ABOUT THIS TASK: Go through the lines below and retype each one exactly.

EXERCISE DATA:

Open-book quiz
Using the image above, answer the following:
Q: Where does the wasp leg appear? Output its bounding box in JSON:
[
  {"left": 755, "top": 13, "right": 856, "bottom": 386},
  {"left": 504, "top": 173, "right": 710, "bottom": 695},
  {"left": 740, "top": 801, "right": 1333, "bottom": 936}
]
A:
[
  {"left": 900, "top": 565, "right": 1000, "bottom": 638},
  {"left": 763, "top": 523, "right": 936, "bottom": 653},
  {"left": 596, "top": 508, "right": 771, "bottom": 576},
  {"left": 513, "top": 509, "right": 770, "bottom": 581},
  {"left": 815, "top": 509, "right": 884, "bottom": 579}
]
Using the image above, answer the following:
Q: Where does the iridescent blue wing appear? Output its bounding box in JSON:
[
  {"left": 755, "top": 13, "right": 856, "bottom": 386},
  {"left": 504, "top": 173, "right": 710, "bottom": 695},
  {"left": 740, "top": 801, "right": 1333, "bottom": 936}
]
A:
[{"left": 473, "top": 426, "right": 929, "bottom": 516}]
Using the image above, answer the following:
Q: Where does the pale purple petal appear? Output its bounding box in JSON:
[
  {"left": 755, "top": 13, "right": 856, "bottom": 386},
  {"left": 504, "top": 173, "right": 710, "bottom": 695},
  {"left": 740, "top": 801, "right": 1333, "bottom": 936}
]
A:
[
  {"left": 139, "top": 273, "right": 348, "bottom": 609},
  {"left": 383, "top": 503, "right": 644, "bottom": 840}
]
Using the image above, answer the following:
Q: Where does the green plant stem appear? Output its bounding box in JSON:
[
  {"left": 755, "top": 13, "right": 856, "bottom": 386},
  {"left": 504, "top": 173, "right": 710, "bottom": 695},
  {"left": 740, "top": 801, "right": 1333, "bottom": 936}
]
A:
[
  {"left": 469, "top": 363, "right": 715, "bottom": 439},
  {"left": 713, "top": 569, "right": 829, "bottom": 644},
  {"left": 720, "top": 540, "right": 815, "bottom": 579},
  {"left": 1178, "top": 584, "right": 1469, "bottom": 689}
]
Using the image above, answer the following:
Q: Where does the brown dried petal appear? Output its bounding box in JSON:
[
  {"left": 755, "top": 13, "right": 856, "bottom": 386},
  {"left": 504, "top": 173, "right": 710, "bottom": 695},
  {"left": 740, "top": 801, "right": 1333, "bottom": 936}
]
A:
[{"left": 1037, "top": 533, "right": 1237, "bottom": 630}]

RESPONSE FOR THIS EXERCISE:
Open-book quiz
Using the image above, answer the following:
Q: Where does the wasp leg appear? Output its bounding box in JSON:
[
  {"left": 755, "top": 13, "right": 856, "bottom": 386},
  {"left": 504, "top": 173, "right": 710, "bottom": 695},
  {"left": 740, "top": 801, "right": 1333, "bottom": 936}
]
A:
[
  {"left": 900, "top": 565, "right": 1000, "bottom": 638},
  {"left": 763, "top": 523, "right": 936, "bottom": 653},
  {"left": 596, "top": 508, "right": 771, "bottom": 576},
  {"left": 513, "top": 509, "right": 770, "bottom": 581},
  {"left": 815, "top": 509, "right": 884, "bottom": 579}
]
Using the image above, answer the following:
Q: Where does the iridescent blue wing appear? Output its bounding box in JSON:
[
  {"left": 755, "top": 13, "right": 856, "bottom": 386},
  {"left": 504, "top": 173, "right": 710, "bottom": 695},
  {"left": 740, "top": 801, "right": 1333, "bottom": 936}
]
A:
[{"left": 473, "top": 426, "right": 929, "bottom": 516}]
Using the image above, answer the following:
Q: Where does the pale purple petal appear? Output its bounding box in JSON:
[
  {"left": 755, "top": 13, "right": 856, "bottom": 386},
  {"left": 504, "top": 173, "right": 710, "bottom": 695},
  {"left": 740, "top": 801, "right": 1333, "bottom": 936}
]
A:
[
  {"left": 139, "top": 273, "right": 348, "bottom": 609},
  {"left": 383, "top": 503, "right": 644, "bottom": 840}
]
Using the image above, answer the following:
Q: Where does the green plant stem appear? Output its bounding box in JSON:
[
  {"left": 755, "top": 13, "right": 856, "bottom": 386},
  {"left": 504, "top": 173, "right": 710, "bottom": 695},
  {"left": 740, "top": 801, "right": 1333, "bottom": 936}
]
A:
[
  {"left": 469, "top": 363, "right": 715, "bottom": 439},
  {"left": 713, "top": 569, "right": 829, "bottom": 644},
  {"left": 720, "top": 540, "right": 815, "bottom": 579},
  {"left": 1178, "top": 584, "right": 1469, "bottom": 689}
]
Using the image above, answer the following:
Q: Where does the brown dried petal appear? Output its bounding box in JSON:
[
  {"left": 755, "top": 13, "right": 856, "bottom": 386},
  {"left": 504, "top": 173, "right": 710, "bottom": 695},
  {"left": 740, "top": 801, "right": 1333, "bottom": 936}
]
A:
[{"left": 1037, "top": 533, "right": 1237, "bottom": 630}]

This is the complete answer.